_課題の内容_
[a] 本文のうち「そばの風味が口いっぱいに広が」から始まり「1人で店を切り盛りしていた。」に至るまでの部分を、「そば職人」を「料理人」に改めて書き直してください。
[b] 本文によれば、武藤さんが1人で店を切り盛りしていたのはなぜですか。
== 本文 ==
そばの風味が口いっぱいに広がる、十割そば。なのに、のどごし良く、つるっと食べられる。このそばを作っているのが、そば職人の武藤伸吾さん(45)だ。

この店では、自家製のそばがきや天ぷら、そしてメインのそばと、そばをメインとしたコース料理が楽しめる。だが、店のメニューの表紙には「お待ちいただく時間が長くかかる」とのお断りが。

実は武藤さん、素早く動くことが得意ではない。そのため、時間がかかってもマイペースでできるよう、1人で店を切り盛りしていた。

武藤伸吾さん:
そばは盛り付けた瞬間からどんどん劣化しはじめるので、できるだけいい状態で食べていただけるように、完全予約制にさせてもらっていて。僕が1人で切り盛りさせてもらっている

メインは「更科粉」だけの十割そば…1か月待ちの「蕎麦づくしコース」
===
== データ抜粋 ==
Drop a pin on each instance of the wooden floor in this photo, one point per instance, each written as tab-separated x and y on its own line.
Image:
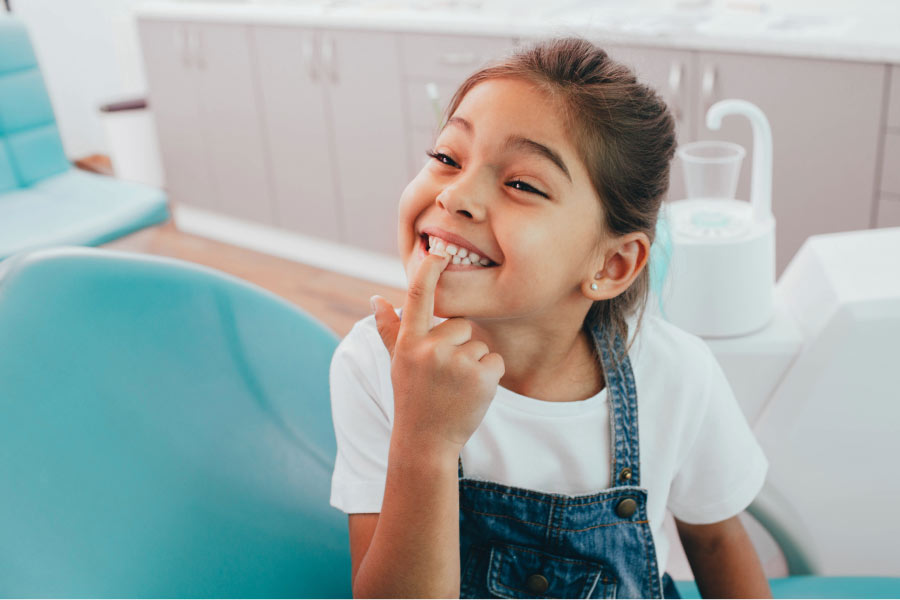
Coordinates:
336	300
===
_課題別の解答_
[a]
そばの風味が口いっぱいに広がる、十割そば。なのに、のどごし良く、つるっと食べられる。このそばを作っているのが、料理人の武藤伸吾さん(45)だ。

この店では、自家製のそばがきや天ぷら、そしてメインのそばと、そばをメインとしたコース料理が楽しめる。だが、店のメニューの表紙には「お待ちいただく時間が長くかかる」とのお断りが。

実は武藤さん、素早く動くことが得意ではない。そのため、時間がかかってもマイペースでできるよう、1人で店を切り盛りしていた。

[b] 素早く動くことが得意ではないため、時間がかかってもマイペースでできるようにするためです。